Plot the points in the 3-dimensional space with normalized intervals between 0 and 1 (corresponding to the three channels of the image, i.e. Red Green and Blue)

In [None]:
# Sugestion: use the function scatter_plot()
scatter_plot(santaclaus_my)

### TO DO (A.1)
Implement the k-means algorithm manually (**do not use the kmeans function of sklearn and do not download implementations from other web sources**). The inputs to the function is the set of vectors to be clustered and the number of clusters. The output must contain the clusters barycenters, a vector associating each data point to the corresponding cluster and the error (value of the cost function) at each iteration.
Additionally, fix a maximum number of iterations of the k-means algorithm (e.g., 50).

Be careful about the initalization, you can use some random points from the training set, or get random values but ensure they are in the proper range. Poor initalizations can lead to the failure of the algorithm (in particular check that no cluster is initialized as empty, otherwise the algorithm can not update it).

In [None]:
def my_kmeans(points: np.ndarray, k: int, max_iters: int = 50) -> tp.Tuple[np.ndarray, np.ndarray, list]:
    """
    Perform K-means clustering
    :param points: data points
    :param k: number of clusters
    :param max_iters: maximum number of iterations
    """

    # Generate random centers
    # use sigma and mean to ensure it represent the whole data
    
    sigma = np.std(points, axis=0)
    mean = np.mean(points, axis=0)
    centroids = np.zeros((k,3))
    for i in range(k):
        centroids[i,:] = [np.random.normal(loc = mean[0], scale = sigma[0]),np.random.normal(loc = mean[1], scale = sigma[1]),np.random.normal(loc = mean[2], scale = sigma[2])]

    #add control that every cluster is not empty
    prev_error = 100000
    error = [9999]
    
    # Iterate until the estimate of that center stays the same or max iteration are reached
    iters = 0
    while (error[iters] != prev_error) and iters < max_iters:
        # Measure the distance to every center
        dist = np.zeros((len(points),k))

Given exercise 1 → Copy the k-means excerpt word for word, from "Implement the k-means" to "algorithm (e.g., 50).".
The k-means excerpt and the records have no connection to each other.

Rows taken from a pointing dataset
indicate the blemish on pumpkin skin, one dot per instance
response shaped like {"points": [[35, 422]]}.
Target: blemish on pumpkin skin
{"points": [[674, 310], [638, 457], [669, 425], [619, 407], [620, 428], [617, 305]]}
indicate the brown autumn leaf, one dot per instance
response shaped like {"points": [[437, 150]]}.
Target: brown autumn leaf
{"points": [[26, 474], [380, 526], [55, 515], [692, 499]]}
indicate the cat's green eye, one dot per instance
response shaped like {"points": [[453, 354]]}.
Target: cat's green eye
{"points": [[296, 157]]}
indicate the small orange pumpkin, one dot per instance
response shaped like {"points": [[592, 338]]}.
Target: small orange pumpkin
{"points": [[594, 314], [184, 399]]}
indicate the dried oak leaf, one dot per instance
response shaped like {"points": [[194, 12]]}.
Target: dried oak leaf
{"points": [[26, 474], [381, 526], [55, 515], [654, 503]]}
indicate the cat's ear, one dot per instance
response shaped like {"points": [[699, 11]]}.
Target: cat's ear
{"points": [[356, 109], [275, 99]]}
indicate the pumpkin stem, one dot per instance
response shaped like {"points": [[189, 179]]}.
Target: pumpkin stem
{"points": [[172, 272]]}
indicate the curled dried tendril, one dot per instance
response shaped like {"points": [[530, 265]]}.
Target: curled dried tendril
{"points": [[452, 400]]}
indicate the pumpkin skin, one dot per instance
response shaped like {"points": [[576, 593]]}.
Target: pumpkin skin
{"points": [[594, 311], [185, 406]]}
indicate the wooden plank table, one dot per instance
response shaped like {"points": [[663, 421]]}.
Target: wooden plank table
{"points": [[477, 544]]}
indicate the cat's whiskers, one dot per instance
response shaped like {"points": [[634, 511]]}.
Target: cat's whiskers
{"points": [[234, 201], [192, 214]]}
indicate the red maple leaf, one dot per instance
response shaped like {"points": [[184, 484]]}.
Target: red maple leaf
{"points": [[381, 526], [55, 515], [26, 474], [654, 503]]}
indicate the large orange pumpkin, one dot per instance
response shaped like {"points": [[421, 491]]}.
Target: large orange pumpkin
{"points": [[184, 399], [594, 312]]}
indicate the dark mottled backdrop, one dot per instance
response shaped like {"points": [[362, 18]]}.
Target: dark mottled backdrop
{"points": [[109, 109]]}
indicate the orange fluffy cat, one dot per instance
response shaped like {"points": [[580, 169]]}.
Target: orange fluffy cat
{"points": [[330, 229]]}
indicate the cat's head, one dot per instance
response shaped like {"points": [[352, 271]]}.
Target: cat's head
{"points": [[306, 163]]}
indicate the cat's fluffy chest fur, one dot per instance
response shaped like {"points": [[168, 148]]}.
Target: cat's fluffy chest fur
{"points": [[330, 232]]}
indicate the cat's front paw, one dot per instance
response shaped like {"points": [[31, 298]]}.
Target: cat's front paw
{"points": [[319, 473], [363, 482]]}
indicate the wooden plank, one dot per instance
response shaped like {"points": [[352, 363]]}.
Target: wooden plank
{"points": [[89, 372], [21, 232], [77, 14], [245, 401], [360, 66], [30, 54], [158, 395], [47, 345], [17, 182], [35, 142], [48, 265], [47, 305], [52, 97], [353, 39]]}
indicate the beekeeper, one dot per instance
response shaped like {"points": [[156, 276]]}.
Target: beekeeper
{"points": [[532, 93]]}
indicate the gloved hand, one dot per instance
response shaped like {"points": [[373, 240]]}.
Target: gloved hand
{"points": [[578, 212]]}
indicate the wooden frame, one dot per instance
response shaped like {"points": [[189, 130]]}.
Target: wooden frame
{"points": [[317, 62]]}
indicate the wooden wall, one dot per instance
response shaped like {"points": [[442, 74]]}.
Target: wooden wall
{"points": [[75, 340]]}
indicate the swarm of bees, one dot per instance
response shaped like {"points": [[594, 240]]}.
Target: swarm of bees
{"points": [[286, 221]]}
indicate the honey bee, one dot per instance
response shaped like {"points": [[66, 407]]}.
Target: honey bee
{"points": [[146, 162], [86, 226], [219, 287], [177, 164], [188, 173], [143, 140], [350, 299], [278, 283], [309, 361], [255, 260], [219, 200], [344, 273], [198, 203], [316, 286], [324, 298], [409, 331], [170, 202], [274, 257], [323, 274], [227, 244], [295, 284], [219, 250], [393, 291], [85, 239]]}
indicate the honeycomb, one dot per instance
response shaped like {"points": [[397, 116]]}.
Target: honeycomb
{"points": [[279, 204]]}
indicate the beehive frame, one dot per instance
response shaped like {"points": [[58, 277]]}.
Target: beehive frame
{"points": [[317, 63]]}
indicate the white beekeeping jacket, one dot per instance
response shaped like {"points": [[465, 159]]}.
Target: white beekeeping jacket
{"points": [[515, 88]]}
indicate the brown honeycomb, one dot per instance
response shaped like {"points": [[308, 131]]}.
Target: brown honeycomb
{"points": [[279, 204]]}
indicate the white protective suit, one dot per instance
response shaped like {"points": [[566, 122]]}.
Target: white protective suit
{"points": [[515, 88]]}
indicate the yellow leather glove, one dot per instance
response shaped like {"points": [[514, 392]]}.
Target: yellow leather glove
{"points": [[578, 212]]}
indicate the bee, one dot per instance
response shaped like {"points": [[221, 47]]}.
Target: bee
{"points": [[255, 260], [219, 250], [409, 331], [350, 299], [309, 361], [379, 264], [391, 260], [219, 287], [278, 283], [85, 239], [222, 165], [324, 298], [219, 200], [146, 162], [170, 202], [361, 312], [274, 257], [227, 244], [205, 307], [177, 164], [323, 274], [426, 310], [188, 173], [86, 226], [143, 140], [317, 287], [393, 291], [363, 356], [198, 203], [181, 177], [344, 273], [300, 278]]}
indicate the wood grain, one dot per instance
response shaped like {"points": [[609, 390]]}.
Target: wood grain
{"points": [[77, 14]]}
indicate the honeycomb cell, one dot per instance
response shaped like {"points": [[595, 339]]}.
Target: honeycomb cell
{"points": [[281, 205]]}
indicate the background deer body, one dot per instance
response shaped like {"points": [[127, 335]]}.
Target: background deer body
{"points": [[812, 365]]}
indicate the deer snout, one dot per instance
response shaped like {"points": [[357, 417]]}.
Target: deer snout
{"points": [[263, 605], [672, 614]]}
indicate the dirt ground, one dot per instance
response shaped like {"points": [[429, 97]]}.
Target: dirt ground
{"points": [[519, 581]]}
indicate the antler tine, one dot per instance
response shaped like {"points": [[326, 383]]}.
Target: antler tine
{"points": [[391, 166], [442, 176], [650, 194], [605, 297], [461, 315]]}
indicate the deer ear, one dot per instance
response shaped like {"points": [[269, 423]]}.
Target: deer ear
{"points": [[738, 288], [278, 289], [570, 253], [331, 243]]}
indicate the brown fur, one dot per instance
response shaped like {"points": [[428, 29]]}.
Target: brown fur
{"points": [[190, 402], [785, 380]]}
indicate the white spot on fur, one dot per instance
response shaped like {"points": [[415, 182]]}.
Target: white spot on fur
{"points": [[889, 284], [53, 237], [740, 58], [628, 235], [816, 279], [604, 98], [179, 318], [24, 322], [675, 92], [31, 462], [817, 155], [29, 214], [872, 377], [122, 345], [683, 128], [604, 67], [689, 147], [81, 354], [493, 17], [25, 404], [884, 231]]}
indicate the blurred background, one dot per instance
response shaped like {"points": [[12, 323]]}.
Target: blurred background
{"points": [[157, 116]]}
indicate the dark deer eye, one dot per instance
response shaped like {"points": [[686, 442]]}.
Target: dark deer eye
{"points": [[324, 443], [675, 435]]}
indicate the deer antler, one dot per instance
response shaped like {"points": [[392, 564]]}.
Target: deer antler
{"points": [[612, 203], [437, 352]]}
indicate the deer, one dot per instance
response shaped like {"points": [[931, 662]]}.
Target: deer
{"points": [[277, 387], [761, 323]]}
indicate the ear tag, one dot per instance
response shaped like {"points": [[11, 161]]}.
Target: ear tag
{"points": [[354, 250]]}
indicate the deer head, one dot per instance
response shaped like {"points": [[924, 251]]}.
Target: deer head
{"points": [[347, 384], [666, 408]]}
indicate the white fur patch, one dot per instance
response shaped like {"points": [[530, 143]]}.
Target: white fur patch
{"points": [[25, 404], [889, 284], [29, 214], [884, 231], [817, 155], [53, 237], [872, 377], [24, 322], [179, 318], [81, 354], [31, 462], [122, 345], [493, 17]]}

Given exercise 2 → Locate every line of the records that contains the string "honeycomb", treating uppercase and lowercase as different, and write out each such line in full.

Correct answer 1 →
Implement the k-means algorithm manually (**do not use the kmeans function of sklearn and do not download implementations from other web sources**). The inputs to the function is the set of vectors to be clustered and the number of clusters. The output must contain the clusters barycenters, a vector associating each data point to the corresponding cluster and the error (value of the cost function) at each iteration.
Additionally, fix a maximum number of iterations of the k-means algorithm (e.g., 50).

Correct answer 2 →
indicate the honeycomb, one dot per instance
Target: honeycomb
indicate the brown honeycomb, one dot per instance
Target: brown honeycomb
indicate the honeycomb cell, one dot per instance
Target: honeycomb cell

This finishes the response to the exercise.